## EXERCISE DETAILS
Provide the data again in its entirety, exactly as given.

[BEGIN SUPPLIED DATA]

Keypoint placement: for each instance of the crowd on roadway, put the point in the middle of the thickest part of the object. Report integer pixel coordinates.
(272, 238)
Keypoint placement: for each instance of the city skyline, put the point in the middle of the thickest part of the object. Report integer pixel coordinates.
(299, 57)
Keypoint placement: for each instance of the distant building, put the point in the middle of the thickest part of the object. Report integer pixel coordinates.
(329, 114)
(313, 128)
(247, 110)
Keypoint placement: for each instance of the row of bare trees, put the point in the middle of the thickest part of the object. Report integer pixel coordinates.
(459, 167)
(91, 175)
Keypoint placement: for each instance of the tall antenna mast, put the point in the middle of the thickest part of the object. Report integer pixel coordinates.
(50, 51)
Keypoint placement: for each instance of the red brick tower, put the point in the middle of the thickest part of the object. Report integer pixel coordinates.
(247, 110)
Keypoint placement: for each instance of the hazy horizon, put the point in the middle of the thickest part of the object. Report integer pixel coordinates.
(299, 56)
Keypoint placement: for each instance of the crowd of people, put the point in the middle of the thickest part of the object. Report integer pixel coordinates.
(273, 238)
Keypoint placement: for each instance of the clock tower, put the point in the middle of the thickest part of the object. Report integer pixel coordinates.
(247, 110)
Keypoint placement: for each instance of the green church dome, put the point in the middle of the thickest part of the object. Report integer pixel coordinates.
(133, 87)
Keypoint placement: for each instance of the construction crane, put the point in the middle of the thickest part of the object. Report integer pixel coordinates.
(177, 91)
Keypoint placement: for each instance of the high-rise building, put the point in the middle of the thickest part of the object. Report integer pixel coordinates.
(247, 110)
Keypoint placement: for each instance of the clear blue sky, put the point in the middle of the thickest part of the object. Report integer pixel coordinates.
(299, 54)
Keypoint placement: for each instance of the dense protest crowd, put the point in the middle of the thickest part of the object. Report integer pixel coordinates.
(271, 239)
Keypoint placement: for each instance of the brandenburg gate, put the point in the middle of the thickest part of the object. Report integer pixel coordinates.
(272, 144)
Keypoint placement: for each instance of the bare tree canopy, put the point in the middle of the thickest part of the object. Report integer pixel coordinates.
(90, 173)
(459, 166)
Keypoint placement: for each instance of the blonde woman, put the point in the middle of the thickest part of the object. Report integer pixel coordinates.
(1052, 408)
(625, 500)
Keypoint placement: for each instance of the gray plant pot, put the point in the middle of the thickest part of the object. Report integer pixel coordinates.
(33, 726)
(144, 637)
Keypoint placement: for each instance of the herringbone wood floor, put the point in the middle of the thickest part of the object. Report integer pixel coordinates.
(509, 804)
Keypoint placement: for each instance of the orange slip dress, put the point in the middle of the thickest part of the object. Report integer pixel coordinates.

[END SUPPLIED DATA]

## TASK ANSWER
Keypoint placement: for each instance of the crowd on roadway, put the point in the middle of the thickest part of the object. Report integer pixel coordinates.
(272, 238)
Keypoint placement: for each instance of the city skyline, put the point in the middle of the thickest part of the object. Report integer pixel coordinates.
(299, 57)
Keypoint placement: for each instance of the distant building, put the point in the middle of the thickest part of the object. Report integer pixel coordinates.
(329, 114)
(313, 128)
(247, 110)
Keypoint placement: for each instance of the row of bare trees, put the point in the middle of the thickest part of the object. Report integer pixel coordinates.
(459, 167)
(91, 175)
Keypoint placement: for each instance of the tall antenna mast, put the point in the middle of the thickest part of the object. Report integer pixel coordinates.
(50, 51)
Keypoint placement: for each instance of the red brick tower, put the point in the middle of the thickest part of the object. Report integer pixel coordinates.
(247, 110)
Keypoint placement: for each instance of the hazy horizon, put the point in the middle of the thickest part of the object. Report integer pixel coordinates.
(299, 56)
Keypoint placement: for each instance of the crowd of people, put the point in the middle of the thickest part of the object. Report integer pixel coordinates.
(273, 238)
Keypoint placement: for each instance of the clock tower, put the point in the middle of the thickest part of the object. Report integer pixel coordinates.
(247, 110)
Keypoint placement: for each instance of the green church dome, put the point in the middle of the thickest part of the object. Report integer pixel coordinates.
(133, 87)
Keypoint placement: for each instance of the construction crane, put the point in the middle of the thickest part of the object. Report integer pixel coordinates.
(177, 91)
Keypoint placement: for each instance of the high-rise building, put the point in the middle of the thickest part of the object. Report integer pixel coordinates.
(247, 110)
Keypoint placement: for each instance of the clear blue sky, put the point in the middle of the thickest part of the object. Report integer pixel coordinates.
(299, 54)
Keypoint placement: for each instance of the dense protest crowd, put the point in the middle of the thickest part of the object. Report integer pixel coordinates.
(271, 239)
Keypoint placement: for each instance of the brandenburg gate, put the point in the middle of the thickest part of the object. Report integer pixel coordinates.
(272, 144)
Keypoint placement: for each instance of the bare tree canopy, put the point in the middle of the thickest part of the object. Report integer pixel coordinates.
(90, 173)
(459, 166)
Keypoint placement: for each instance of the blonde woman, put the point in the middle of the thickest part of the object. Report integer pixel coordinates.
(1052, 408)
(625, 500)
Keypoint placement: for each instance of the gray plant pot, put the point in the middle of the thickest part of the object. Report integer pixel coordinates.
(33, 726)
(144, 637)
Keypoint placement: for each instance of the herringbone wood floor, put the point in the middle of the thickest part of the object. Report integer pixel coordinates.
(509, 804)
Keypoint placement: for each instance of the orange slip dress, put the point in the middle of the thickest part of the object. Report integer pixel coordinates.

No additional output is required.